Task to complete: Your output should repeat each record below with no differences.

===== Provided data =====

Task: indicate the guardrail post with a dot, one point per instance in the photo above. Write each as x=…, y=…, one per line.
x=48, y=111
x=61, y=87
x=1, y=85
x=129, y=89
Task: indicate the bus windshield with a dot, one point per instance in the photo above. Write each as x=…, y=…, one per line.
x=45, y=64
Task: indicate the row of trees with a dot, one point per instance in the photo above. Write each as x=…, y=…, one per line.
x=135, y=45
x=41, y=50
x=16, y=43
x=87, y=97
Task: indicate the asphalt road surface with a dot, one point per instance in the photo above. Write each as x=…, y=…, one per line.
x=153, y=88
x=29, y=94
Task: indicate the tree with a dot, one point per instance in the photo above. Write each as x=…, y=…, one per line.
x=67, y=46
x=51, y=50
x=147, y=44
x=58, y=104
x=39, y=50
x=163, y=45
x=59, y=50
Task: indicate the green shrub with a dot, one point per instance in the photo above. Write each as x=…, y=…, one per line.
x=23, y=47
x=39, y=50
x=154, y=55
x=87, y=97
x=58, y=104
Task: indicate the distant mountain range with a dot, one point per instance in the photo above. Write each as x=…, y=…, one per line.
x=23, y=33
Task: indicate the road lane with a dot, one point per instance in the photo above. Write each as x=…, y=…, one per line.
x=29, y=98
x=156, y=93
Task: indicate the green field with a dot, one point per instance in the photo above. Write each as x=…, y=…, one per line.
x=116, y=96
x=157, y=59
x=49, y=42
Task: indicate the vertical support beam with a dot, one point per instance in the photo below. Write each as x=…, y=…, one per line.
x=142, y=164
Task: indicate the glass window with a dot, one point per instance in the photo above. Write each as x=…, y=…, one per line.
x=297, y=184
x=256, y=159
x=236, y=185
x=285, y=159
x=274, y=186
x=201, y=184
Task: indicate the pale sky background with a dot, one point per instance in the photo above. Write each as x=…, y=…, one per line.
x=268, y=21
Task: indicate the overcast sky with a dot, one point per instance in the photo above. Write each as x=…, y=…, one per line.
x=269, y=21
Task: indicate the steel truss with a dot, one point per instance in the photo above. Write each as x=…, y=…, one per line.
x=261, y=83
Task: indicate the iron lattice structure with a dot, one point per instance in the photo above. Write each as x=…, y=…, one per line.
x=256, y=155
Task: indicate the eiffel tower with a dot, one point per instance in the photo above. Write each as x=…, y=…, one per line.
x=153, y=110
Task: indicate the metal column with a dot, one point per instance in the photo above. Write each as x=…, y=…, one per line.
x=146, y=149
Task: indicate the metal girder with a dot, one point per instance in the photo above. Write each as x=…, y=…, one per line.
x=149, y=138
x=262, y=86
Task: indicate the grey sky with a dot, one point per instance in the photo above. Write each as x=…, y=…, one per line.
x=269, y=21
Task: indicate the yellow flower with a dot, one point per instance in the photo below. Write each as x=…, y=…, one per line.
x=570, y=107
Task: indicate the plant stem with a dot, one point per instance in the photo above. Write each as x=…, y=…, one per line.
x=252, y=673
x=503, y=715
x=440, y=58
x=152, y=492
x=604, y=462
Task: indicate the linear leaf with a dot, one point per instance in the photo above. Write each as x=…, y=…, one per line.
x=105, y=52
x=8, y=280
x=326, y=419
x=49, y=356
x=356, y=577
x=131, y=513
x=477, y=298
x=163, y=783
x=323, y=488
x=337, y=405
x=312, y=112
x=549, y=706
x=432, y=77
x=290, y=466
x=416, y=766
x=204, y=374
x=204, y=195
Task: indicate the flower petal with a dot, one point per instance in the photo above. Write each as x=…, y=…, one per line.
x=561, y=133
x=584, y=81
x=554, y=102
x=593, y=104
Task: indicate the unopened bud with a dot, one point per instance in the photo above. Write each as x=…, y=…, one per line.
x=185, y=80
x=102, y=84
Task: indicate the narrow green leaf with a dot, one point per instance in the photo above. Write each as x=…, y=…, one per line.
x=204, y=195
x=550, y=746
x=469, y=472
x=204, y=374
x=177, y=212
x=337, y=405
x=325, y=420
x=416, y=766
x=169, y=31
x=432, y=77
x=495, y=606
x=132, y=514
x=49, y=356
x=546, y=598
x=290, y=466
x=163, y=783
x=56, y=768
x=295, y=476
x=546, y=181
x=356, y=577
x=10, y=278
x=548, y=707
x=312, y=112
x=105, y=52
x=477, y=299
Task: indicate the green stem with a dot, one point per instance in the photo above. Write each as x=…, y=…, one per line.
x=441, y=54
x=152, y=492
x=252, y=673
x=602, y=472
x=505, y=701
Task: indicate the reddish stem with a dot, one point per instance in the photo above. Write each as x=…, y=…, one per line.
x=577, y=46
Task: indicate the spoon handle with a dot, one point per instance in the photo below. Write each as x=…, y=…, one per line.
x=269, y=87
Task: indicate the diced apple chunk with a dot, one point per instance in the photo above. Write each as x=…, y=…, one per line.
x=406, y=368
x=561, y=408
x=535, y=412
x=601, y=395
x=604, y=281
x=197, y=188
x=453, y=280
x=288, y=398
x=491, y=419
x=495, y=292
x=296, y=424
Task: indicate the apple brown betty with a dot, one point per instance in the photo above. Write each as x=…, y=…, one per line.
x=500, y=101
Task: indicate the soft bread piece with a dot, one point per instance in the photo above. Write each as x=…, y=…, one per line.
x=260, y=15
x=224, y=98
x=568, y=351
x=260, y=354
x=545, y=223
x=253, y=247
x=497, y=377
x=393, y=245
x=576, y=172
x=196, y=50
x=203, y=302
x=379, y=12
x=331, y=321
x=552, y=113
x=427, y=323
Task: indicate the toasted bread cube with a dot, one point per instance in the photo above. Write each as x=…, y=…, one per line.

=====

Result of the exercise:
Task: indicate the guardrail post with a dot, one point per instance in the photo above. Write each as x=…, y=…, one per line.
x=48, y=111
x=61, y=87
x=1, y=85
x=129, y=89
Task: indicate the bus windshield with a dot, one point per instance in the photo above. Write each as x=…, y=…, one per line.
x=45, y=64
Task: indicate the row of trees with a dot, one point per instance in the photo above. Write each as x=…, y=…, one per line.
x=135, y=45
x=41, y=50
x=16, y=43
x=87, y=97
Task: indicate the asphalt road surface with a dot, one point per instance in the photo above. Write each as x=…, y=…, one per line.
x=153, y=88
x=29, y=94
Task: indicate the tree with a dot, one point per instance in the photo above. Write each as x=…, y=…, one per line.
x=67, y=46
x=51, y=50
x=147, y=44
x=58, y=104
x=39, y=50
x=163, y=45
x=59, y=50
Task: indicate the green shrub with a dot, one point per instance in the photo above. Write each as x=…, y=…, one per line.
x=23, y=47
x=39, y=50
x=154, y=55
x=87, y=97
x=58, y=104
Task: indicate the distant mountain range with a dot, one point per instance in the photo above. Write each as x=…, y=…, one per line.
x=23, y=33
Task: indicate the road lane with a dot, one point per instance in the photo above. Write each as x=…, y=…, one per line.
x=29, y=98
x=156, y=93
Task: indicate the green field with a dot, one point per instance in the photo above. Write each as x=…, y=…, one per line.
x=116, y=96
x=157, y=59
x=49, y=42
Task: indicate the vertical support beam with a dot, one point per instance in the photo below. Write each as x=…, y=…, one per line.
x=142, y=164
Task: indicate the glass window with a dot, one point per instance in the photo above. Write each as x=…, y=…, one per line.
x=297, y=184
x=256, y=159
x=236, y=185
x=285, y=159
x=274, y=186
x=201, y=184
Task: indicate the pale sky background with a dot, one point per instance in the photo above. Write each as x=…, y=…, one per line.
x=268, y=21
Task: indicate the overcast sky with a dot, one point per instance in the photo above. Write each as x=…, y=…, one per line.
x=269, y=21
Task: indicate the steel truss with a dot, one point per instance in the photo above. Write each as x=…, y=…, one per line.
x=261, y=83
Task: indicate the iron lattice structure with a dot, one point per instance in the photo above. Write each as x=…, y=…, one per line.
x=256, y=155
Task: indicate the eiffel tower with a dot, one point per instance in the photo above. Write each as x=…, y=…, one per line.
x=153, y=110
Task: indicate the metal column with a dot, one point per instance in the photo above. Write each as x=…, y=…, one per line.
x=146, y=149
Task: indicate the metal girder with a dot, one point per instance in the photo above. Write each as x=…, y=…, one per line.
x=149, y=138
x=262, y=86
Task: indicate the grey sky with a dot, one point per instance in the photo above. Write each as x=…, y=…, one per line.
x=269, y=21
Task: indicate the yellow flower with a dot, one point per instance in the photo below. Write each as x=…, y=…, one per line.
x=570, y=107
Task: indicate the plant stem with a dot, one point per instance in the photo above. Write each as x=…, y=…, one per line.
x=252, y=673
x=503, y=715
x=440, y=58
x=152, y=492
x=604, y=462
Task: indicate the linear leaf with a dot, one point per instance in the photo above. Write each as x=…, y=…, one per line.
x=105, y=52
x=8, y=280
x=326, y=419
x=49, y=356
x=356, y=577
x=131, y=513
x=477, y=298
x=163, y=783
x=323, y=488
x=337, y=405
x=312, y=112
x=549, y=706
x=432, y=77
x=290, y=466
x=416, y=766
x=204, y=374
x=204, y=195
Task: indicate the flower petal with a dot, one point per instance in the photo above. Write each as x=…, y=…, one per line.
x=561, y=133
x=584, y=81
x=554, y=102
x=593, y=104
Task: indicate the unopened bud with a dot, one point per instance in the photo above. Write each as x=…, y=…, one per line.
x=185, y=80
x=102, y=84
Task: indicate the narrow green leaf with a dot, one point per instance in the photo above. Write each as x=…, y=…, one per line.
x=204, y=195
x=550, y=746
x=469, y=472
x=204, y=374
x=177, y=212
x=337, y=405
x=325, y=420
x=416, y=766
x=169, y=31
x=432, y=77
x=495, y=606
x=132, y=514
x=49, y=356
x=546, y=598
x=290, y=466
x=163, y=783
x=56, y=768
x=295, y=476
x=546, y=181
x=356, y=577
x=10, y=278
x=548, y=707
x=312, y=112
x=105, y=52
x=477, y=299
Task: indicate the green stem with a dot, one point per instance in the photo above. Write each as x=…, y=…, one per line.
x=441, y=54
x=152, y=492
x=252, y=673
x=602, y=472
x=505, y=701
Task: indicate the reddish stem with a dot, one point per instance in the photo above. Write each as x=…, y=…, one per line.
x=577, y=46
Task: indicate the spoon handle with a dot, one point per instance in the photo below. Write each as x=…, y=…, one per line.
x=269, y=87
Task: indicate the diced apple chunk with a dot, one point per instance in the photo above. Write each as x=…, y=…, one per line.
x=406, y=368
x=561, y=408
x=535, y=412
x=601, y=395
x=604, y=281
x=197, y=188
x=453, y=280
x=288, y=398
x=491, y=419
x=495, y=292
x=296, y=424
Task: indicate the apple brown betty with a dot, one point per instance in the photo above. Write each as x=…, y=…, one per line.
x=500, y=101
Task: indicate the soft bread piece with a dot, one point per instance in the photo above. Write each as x=…, y=…, one per line.
x=260, y=15
x=224, y=98
x=568, y=351
x=260, y=354
x=545, y=223
x=253, y=247
x=497, y=377
x=393, y=245
x=576, y=172
x=196, y=50
x=203, y=302
x=379, y=12
x=331, y=321
x=552, y=113
x=427, y=323
Task: indicate the toasted bread cube with a dot, one point per instance in the photo above. Write each as x=…, y=…, one per line.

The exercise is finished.